Locate every line in the records that contains the word "branch" and copy each of those lines.

[DATASET RECORDS]
++++++++++

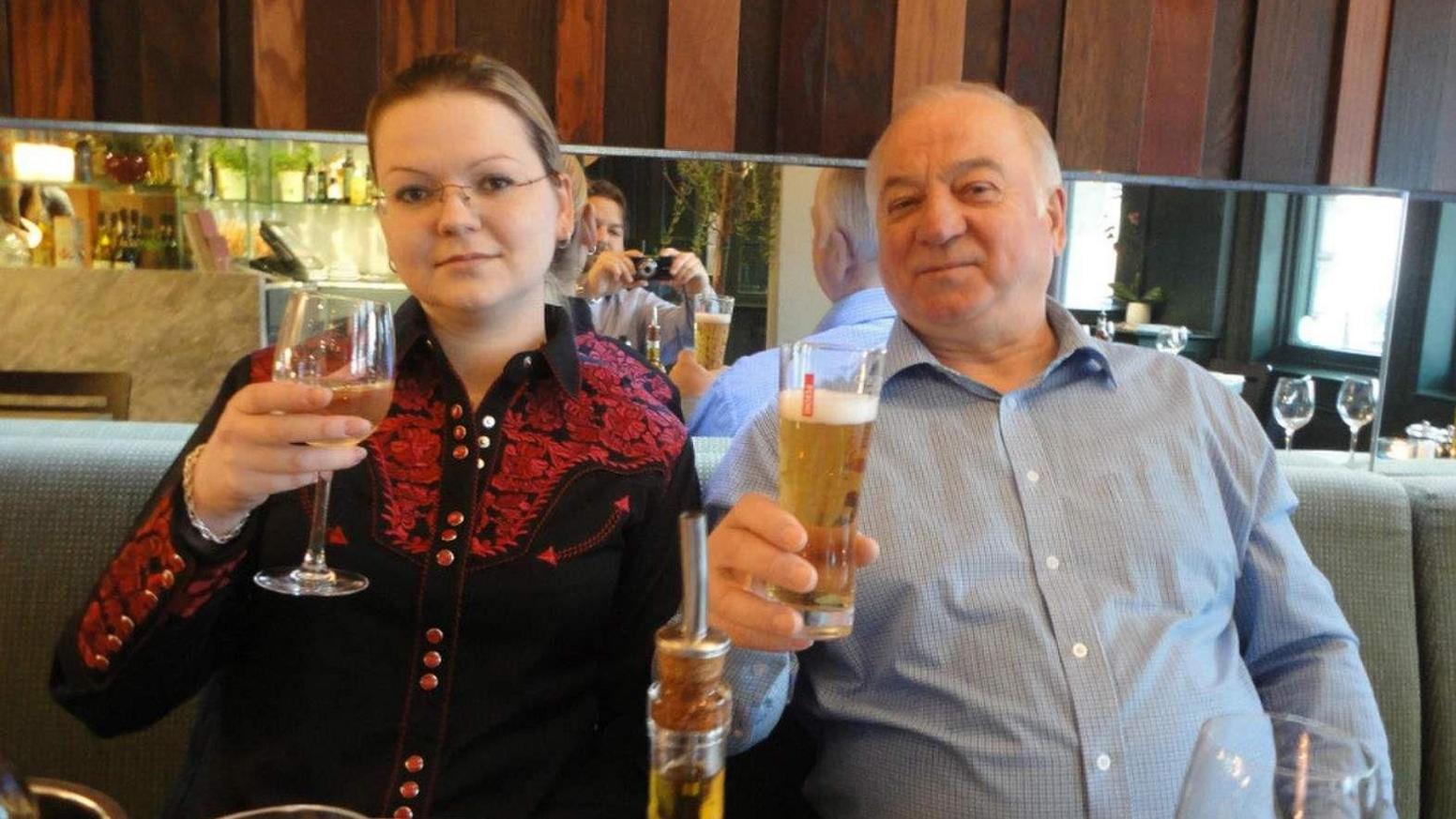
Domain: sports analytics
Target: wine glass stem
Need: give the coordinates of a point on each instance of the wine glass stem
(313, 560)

++++++++++

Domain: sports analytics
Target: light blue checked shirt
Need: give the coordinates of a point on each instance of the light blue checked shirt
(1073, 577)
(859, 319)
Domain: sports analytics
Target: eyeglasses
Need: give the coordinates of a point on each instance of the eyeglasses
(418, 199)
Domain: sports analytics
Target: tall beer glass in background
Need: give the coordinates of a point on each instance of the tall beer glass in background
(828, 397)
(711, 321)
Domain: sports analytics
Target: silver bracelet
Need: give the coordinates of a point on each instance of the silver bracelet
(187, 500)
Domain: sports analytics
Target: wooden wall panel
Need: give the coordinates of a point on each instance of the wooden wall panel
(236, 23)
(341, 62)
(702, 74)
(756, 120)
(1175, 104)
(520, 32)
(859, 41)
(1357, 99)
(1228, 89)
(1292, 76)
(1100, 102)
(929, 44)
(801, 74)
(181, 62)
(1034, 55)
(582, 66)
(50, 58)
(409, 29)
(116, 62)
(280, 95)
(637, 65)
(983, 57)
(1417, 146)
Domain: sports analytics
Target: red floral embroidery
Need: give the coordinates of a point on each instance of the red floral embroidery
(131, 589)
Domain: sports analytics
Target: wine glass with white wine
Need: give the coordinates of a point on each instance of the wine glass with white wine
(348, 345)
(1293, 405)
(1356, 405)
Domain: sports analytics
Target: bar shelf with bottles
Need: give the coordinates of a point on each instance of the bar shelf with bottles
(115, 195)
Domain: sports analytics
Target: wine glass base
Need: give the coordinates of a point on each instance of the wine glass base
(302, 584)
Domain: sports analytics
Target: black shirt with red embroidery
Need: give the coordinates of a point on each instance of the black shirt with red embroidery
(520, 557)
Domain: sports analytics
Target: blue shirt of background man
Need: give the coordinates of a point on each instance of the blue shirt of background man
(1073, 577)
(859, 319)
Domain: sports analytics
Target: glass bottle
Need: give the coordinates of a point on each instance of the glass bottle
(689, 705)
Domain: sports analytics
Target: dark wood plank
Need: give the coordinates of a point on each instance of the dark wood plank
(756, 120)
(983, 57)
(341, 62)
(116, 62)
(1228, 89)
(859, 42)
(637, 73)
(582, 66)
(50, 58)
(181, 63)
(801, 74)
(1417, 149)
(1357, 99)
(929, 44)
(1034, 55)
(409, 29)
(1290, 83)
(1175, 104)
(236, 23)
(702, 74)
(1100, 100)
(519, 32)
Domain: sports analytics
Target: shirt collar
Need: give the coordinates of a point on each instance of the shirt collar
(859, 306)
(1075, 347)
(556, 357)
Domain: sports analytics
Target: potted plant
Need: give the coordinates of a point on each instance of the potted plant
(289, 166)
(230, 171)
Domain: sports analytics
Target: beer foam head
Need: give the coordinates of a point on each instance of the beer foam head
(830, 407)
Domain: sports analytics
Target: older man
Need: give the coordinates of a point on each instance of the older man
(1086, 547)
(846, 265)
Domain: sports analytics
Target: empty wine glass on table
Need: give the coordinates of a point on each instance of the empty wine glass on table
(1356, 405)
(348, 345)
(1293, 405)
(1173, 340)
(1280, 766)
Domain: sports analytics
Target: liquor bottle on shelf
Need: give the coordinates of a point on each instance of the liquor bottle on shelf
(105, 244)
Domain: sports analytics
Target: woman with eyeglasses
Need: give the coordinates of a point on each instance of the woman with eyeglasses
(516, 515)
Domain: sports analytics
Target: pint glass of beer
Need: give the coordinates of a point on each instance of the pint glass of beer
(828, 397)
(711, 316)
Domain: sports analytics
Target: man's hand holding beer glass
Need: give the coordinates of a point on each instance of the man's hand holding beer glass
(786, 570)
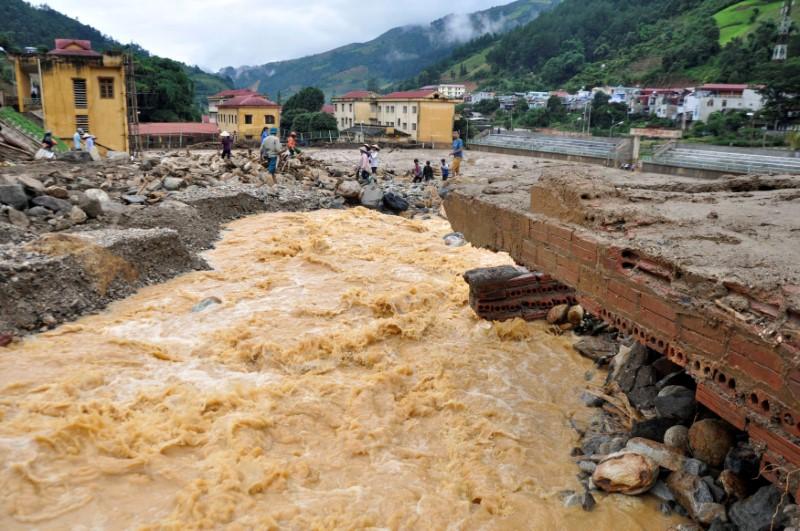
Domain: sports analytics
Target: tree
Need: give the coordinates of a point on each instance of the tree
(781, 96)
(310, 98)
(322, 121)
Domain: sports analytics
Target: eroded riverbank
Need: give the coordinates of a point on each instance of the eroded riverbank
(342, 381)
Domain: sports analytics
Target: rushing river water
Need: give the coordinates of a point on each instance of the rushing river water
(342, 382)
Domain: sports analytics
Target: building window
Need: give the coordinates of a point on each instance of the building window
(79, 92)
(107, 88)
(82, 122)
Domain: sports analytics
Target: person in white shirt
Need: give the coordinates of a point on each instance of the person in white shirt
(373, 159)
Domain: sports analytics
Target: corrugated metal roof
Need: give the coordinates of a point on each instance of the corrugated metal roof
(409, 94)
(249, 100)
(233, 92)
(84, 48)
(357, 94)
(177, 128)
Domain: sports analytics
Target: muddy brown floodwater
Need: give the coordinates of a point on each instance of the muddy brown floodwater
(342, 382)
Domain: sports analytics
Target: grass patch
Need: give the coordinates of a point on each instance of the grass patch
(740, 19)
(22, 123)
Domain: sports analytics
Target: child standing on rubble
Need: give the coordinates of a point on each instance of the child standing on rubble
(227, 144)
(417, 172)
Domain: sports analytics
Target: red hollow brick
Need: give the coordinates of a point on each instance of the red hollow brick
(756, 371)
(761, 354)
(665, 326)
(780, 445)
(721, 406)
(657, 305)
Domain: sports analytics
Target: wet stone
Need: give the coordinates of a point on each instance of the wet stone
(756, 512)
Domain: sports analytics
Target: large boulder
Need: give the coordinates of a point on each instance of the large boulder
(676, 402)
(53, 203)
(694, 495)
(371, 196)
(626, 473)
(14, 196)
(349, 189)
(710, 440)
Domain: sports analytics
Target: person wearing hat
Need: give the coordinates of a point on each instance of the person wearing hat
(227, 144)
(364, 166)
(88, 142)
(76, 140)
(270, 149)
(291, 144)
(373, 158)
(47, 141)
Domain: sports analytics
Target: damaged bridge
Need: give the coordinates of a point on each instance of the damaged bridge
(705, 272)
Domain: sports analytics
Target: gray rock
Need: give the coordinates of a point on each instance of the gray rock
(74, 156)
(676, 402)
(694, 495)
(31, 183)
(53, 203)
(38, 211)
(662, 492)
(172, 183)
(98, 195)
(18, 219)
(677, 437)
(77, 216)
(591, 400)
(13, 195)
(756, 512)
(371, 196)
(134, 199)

++++++++++

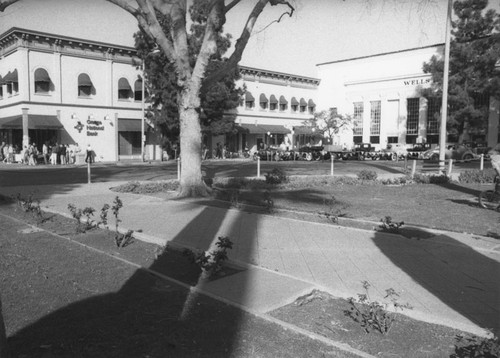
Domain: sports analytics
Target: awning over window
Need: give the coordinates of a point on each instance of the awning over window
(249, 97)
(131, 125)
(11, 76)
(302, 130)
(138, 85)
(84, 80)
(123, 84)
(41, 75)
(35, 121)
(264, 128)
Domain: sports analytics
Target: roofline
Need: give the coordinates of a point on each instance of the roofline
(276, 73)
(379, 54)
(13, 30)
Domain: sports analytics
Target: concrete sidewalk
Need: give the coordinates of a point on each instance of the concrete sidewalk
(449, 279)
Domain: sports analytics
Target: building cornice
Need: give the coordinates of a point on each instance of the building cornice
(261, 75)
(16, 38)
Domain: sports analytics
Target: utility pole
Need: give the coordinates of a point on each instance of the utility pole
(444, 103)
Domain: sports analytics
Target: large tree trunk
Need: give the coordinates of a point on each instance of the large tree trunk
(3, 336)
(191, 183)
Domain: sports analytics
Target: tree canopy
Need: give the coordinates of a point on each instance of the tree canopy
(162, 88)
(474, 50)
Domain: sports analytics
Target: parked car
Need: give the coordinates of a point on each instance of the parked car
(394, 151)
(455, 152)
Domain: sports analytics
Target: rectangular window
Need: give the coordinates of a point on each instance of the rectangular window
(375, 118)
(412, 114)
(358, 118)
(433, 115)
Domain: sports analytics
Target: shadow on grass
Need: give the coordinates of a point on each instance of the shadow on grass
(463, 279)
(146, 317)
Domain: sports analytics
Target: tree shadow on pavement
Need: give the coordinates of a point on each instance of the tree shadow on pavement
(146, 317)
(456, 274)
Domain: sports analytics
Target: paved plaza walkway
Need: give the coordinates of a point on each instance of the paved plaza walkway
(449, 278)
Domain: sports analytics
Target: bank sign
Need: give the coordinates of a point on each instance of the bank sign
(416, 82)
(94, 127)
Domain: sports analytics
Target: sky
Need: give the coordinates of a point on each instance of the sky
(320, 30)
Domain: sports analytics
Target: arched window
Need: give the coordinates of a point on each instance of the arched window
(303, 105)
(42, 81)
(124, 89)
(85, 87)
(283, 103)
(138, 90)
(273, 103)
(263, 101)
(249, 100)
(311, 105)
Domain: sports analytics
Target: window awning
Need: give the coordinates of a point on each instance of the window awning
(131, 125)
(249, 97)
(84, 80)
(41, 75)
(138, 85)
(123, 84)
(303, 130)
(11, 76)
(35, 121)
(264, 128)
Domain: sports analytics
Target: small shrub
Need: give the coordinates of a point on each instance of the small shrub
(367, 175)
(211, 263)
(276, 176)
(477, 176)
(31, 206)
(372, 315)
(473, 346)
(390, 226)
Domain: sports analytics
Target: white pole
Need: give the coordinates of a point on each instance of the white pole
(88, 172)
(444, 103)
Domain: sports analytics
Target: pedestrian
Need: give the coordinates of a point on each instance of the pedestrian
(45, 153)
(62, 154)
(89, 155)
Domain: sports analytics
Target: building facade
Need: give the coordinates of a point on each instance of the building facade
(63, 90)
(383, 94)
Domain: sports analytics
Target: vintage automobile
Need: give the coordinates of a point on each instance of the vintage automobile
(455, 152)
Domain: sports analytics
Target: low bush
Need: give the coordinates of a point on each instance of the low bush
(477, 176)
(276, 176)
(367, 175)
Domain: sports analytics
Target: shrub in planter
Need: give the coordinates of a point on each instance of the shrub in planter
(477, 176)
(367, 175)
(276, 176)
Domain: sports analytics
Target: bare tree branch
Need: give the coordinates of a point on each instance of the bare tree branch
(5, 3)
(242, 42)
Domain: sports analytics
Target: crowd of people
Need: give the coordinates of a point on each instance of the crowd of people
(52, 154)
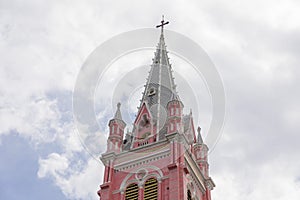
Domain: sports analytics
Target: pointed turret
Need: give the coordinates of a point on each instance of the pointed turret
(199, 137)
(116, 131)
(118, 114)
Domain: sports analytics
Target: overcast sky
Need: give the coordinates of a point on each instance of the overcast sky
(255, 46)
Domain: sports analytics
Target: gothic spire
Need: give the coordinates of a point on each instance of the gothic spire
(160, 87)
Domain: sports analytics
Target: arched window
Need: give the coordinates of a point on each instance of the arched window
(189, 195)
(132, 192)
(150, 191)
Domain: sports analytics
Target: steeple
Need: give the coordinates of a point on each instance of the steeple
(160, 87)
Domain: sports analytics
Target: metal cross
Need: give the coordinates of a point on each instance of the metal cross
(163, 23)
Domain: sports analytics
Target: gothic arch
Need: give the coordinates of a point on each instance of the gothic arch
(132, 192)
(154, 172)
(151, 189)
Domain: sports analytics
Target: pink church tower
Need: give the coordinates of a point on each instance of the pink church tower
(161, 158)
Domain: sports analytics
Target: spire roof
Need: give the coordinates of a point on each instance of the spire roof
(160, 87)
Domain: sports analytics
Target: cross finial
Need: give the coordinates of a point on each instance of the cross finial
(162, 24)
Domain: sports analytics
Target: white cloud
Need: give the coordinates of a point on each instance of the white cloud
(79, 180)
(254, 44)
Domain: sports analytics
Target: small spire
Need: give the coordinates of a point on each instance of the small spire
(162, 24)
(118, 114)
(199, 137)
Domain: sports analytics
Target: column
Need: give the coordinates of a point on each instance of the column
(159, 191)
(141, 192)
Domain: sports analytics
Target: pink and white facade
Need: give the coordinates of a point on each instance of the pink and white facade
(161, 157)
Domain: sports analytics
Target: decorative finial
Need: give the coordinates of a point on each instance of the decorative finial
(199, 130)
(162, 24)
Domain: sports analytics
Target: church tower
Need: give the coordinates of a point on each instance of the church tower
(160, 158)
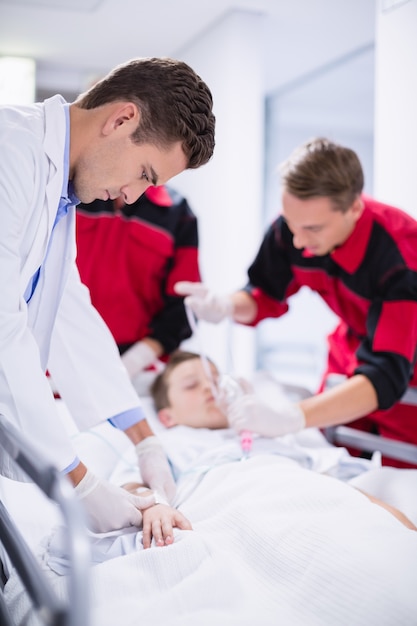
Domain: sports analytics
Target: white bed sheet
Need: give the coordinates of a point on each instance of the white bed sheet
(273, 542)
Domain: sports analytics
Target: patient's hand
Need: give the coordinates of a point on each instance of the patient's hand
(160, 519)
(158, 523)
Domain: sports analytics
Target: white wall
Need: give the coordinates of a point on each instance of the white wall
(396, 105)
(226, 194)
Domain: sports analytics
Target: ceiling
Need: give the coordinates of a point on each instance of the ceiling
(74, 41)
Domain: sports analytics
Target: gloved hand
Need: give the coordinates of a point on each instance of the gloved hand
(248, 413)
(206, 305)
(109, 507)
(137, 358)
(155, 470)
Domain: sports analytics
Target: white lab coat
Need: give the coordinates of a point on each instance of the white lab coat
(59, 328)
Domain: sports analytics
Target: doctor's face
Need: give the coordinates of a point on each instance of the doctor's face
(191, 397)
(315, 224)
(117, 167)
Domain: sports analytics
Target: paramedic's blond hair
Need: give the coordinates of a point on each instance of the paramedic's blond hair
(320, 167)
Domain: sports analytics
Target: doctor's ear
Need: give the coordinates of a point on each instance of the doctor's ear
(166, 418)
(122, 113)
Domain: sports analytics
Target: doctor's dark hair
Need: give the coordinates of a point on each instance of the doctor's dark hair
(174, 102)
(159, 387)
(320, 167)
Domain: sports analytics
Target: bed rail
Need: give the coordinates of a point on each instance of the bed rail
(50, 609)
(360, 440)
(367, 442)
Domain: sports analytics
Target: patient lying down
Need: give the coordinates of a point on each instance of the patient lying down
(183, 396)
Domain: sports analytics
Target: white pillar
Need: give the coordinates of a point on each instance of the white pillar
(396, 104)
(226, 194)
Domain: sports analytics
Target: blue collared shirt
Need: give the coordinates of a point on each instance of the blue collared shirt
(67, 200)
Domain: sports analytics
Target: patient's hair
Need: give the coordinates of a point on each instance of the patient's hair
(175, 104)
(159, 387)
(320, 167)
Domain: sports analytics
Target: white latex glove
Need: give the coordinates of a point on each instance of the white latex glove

++++++++++

[ANSWER TO THIS PROBLEM]
Target: bare tree branch
Need: give the coordinates of a point on each instance of the bare tree branch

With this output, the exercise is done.